▸ **Task instructions**
Look through the entries below and count the lines that contain "gold". Reply with that number only.

▸ **Data to examine**
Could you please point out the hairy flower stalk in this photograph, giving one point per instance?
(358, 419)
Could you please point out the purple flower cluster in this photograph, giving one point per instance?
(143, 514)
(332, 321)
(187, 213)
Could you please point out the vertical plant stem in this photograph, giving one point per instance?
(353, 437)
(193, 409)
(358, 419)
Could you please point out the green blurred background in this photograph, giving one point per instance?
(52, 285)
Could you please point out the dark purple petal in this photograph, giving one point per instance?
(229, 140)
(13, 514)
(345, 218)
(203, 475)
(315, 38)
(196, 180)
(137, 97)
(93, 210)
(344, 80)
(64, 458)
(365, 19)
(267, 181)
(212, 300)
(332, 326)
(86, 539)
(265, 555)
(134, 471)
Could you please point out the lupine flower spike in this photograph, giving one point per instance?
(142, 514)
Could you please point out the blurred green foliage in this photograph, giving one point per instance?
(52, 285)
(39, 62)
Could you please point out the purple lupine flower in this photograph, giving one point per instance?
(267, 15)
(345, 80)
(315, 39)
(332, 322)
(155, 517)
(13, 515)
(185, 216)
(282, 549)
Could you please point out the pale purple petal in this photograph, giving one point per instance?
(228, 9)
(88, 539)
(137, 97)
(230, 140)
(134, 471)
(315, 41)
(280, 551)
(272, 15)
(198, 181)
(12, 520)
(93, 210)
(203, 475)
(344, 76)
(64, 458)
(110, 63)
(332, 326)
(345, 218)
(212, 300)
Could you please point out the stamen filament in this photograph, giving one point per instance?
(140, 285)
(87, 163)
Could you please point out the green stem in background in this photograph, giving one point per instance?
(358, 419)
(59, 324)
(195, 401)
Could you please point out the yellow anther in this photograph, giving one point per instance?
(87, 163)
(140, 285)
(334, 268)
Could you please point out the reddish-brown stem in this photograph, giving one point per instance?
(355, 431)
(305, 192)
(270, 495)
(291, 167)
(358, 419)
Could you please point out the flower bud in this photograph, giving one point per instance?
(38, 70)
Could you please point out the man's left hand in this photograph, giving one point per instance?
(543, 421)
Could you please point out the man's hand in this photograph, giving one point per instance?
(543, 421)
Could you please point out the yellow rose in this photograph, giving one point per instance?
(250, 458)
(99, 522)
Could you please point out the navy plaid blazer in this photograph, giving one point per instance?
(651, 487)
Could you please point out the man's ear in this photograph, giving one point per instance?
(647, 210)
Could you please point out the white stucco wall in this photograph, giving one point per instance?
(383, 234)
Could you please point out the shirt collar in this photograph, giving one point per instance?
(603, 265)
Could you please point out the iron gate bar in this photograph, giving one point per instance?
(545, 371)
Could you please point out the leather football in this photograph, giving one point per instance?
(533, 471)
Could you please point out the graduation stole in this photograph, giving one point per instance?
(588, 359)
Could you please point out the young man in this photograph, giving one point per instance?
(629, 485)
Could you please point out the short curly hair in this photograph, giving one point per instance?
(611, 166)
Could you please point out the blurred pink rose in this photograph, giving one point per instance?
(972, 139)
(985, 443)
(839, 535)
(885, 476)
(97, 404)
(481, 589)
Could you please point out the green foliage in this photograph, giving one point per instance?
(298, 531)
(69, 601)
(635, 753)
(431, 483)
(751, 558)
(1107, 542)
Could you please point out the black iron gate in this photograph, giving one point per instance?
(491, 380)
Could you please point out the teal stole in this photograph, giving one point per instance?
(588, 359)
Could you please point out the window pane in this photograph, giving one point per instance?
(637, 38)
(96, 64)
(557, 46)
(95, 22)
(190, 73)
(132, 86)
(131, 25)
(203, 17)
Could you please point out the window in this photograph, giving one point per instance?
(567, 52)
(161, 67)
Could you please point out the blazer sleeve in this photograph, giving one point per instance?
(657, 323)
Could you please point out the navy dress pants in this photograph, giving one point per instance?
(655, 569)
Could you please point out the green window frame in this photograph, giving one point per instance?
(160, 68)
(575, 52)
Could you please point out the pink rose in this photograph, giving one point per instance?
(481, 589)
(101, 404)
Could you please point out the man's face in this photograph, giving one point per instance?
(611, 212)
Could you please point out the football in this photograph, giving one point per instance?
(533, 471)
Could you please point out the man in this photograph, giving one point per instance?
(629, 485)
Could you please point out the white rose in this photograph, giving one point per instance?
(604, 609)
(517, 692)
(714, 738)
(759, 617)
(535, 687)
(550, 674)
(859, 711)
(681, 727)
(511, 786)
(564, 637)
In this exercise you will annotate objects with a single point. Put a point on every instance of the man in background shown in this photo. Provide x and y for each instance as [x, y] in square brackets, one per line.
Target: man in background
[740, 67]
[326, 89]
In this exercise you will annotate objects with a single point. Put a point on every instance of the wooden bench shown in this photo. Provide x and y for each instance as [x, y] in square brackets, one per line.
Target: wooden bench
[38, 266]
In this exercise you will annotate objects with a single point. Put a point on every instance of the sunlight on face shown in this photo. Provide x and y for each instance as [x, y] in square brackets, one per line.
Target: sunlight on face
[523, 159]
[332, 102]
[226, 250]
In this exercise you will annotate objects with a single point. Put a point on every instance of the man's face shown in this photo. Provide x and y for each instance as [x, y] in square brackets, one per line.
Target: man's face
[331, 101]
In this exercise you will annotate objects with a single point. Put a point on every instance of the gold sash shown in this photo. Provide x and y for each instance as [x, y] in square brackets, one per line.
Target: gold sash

▸ **Problem solution**
2